--- What is asked ---
Report how many lines of the records contain the word "green", taking case into account, and give only that number.

--- Records shown ---
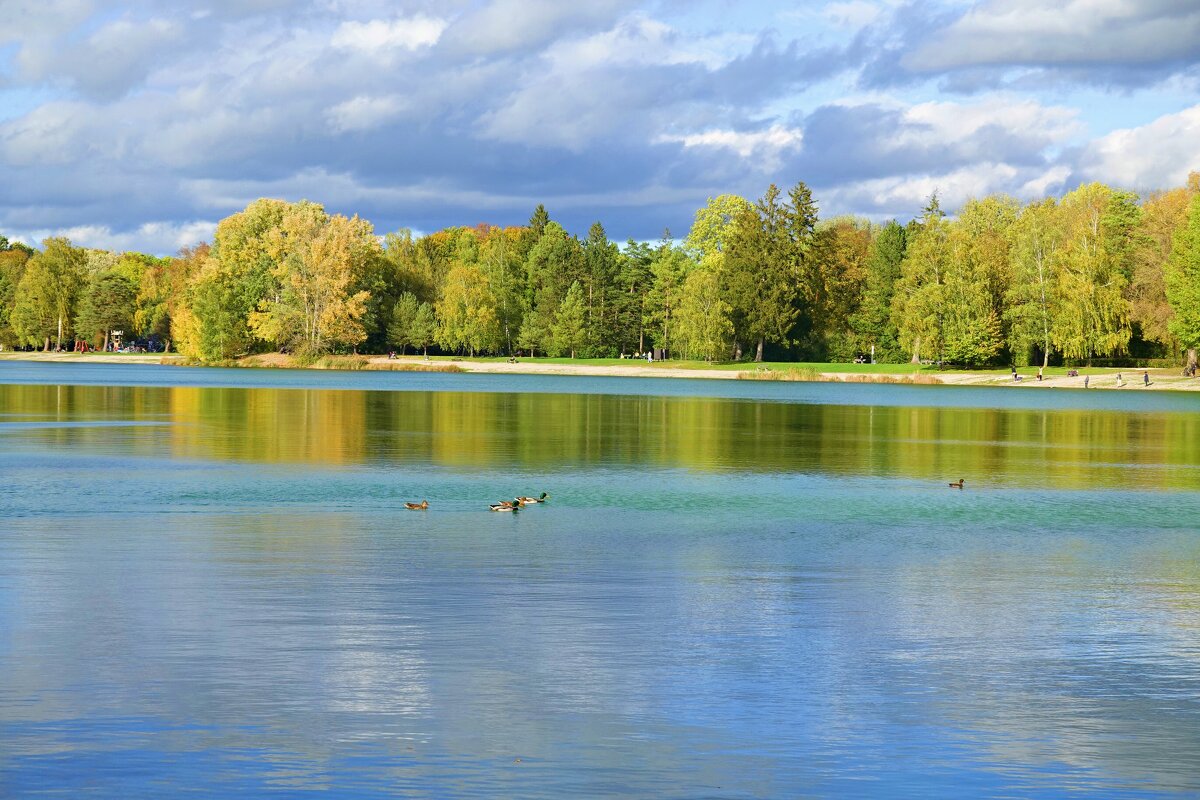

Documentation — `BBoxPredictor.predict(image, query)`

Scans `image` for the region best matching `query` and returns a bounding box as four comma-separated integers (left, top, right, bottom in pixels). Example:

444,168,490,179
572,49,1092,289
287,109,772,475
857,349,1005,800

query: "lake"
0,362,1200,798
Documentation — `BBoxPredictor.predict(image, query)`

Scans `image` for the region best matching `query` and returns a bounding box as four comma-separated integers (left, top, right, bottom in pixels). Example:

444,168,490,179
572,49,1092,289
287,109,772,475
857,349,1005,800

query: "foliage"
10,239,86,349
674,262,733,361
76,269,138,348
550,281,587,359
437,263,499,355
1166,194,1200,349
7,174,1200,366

* * *

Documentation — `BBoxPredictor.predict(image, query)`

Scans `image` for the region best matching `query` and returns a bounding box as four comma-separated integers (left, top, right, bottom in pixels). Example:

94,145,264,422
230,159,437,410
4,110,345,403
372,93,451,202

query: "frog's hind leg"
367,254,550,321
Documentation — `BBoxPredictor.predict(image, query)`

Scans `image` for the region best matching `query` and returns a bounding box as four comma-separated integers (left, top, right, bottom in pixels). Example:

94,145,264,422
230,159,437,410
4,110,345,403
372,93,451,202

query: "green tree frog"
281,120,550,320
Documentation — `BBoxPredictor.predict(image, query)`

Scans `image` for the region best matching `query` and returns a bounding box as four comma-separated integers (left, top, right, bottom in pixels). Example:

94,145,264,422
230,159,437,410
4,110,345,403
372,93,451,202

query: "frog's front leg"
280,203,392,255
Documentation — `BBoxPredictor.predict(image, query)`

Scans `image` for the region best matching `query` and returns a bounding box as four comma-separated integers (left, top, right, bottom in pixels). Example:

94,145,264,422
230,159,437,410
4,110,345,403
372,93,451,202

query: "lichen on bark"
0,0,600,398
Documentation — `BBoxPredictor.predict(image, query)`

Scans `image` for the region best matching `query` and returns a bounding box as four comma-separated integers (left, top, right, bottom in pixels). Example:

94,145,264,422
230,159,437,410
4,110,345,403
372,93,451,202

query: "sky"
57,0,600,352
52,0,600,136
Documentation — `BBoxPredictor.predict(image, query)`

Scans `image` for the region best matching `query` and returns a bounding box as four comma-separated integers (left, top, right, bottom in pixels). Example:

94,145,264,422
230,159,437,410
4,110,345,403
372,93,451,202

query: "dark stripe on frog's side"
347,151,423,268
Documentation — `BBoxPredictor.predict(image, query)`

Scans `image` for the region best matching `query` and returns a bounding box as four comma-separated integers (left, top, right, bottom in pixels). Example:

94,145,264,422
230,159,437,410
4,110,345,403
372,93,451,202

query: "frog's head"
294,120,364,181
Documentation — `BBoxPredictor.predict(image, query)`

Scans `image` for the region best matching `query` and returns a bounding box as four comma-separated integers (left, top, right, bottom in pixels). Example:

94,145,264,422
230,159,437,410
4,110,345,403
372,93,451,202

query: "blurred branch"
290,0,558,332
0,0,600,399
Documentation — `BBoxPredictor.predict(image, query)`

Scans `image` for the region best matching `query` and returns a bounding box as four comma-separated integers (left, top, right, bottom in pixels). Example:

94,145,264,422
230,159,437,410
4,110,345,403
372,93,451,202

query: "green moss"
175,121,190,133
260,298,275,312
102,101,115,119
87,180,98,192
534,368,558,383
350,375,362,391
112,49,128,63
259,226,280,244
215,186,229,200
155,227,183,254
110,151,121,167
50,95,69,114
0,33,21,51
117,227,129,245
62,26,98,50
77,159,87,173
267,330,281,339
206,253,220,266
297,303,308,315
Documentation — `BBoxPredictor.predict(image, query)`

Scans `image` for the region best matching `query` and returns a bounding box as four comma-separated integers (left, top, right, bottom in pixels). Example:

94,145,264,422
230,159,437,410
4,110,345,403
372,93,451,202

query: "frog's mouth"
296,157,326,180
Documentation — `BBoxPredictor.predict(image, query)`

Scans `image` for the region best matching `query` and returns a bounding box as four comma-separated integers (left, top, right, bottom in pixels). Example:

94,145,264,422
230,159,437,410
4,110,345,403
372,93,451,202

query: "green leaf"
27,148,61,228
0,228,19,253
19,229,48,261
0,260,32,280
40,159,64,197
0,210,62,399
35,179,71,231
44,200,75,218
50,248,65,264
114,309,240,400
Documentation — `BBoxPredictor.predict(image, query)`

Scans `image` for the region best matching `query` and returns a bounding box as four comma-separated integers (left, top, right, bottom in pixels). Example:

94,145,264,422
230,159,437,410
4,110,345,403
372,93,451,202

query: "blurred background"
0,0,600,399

---

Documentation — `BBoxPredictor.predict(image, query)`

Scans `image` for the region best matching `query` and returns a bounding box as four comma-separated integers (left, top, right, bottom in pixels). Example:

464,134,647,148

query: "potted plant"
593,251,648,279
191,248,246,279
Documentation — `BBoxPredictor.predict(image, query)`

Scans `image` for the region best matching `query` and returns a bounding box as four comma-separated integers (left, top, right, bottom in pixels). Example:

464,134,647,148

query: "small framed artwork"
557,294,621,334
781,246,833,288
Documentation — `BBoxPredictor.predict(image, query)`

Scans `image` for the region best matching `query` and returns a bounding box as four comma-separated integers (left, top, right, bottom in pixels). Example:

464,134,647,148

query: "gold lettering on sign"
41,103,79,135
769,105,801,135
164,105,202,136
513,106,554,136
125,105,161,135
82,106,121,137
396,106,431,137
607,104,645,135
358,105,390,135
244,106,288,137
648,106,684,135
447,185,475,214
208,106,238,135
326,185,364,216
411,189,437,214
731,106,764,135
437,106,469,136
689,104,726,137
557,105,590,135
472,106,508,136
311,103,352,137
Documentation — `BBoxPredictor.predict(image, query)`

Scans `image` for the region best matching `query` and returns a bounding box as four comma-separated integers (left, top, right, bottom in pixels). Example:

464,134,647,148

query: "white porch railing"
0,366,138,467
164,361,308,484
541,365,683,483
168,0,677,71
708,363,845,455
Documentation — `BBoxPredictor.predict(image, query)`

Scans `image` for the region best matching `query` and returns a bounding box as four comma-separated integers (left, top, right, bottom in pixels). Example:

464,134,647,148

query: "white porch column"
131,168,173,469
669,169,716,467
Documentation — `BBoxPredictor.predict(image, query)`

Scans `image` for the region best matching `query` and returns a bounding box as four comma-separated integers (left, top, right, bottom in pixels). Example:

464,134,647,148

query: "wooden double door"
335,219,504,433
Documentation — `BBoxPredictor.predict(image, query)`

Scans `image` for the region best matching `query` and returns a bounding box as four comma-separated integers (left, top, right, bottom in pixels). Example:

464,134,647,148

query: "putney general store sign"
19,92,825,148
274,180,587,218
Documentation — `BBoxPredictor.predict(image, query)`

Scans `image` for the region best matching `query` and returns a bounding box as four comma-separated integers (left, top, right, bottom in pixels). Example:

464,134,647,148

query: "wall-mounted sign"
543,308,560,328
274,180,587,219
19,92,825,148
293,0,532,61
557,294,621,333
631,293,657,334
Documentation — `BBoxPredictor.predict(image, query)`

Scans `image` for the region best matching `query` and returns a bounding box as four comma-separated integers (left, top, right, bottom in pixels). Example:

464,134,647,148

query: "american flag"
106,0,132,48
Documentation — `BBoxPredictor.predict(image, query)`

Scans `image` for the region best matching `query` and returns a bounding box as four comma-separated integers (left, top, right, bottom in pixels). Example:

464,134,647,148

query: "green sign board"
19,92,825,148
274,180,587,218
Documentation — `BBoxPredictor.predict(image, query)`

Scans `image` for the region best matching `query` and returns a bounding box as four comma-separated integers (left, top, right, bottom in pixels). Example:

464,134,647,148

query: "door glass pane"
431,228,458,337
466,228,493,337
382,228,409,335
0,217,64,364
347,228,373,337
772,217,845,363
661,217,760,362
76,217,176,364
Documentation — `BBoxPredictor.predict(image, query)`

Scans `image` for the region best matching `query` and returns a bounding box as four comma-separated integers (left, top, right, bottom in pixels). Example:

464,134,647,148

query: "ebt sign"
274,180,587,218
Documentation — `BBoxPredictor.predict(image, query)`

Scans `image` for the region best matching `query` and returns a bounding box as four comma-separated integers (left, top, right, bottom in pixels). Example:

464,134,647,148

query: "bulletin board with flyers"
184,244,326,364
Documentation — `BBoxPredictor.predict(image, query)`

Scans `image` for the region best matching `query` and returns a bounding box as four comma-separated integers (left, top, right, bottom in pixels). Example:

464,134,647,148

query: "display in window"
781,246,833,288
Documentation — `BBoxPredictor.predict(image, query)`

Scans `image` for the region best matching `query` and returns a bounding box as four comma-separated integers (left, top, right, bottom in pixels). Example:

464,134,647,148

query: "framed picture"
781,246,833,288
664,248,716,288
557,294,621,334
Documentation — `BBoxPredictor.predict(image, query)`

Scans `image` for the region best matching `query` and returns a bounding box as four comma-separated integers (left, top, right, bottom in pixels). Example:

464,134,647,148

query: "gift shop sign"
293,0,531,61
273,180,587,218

--- Exercise solution ---
4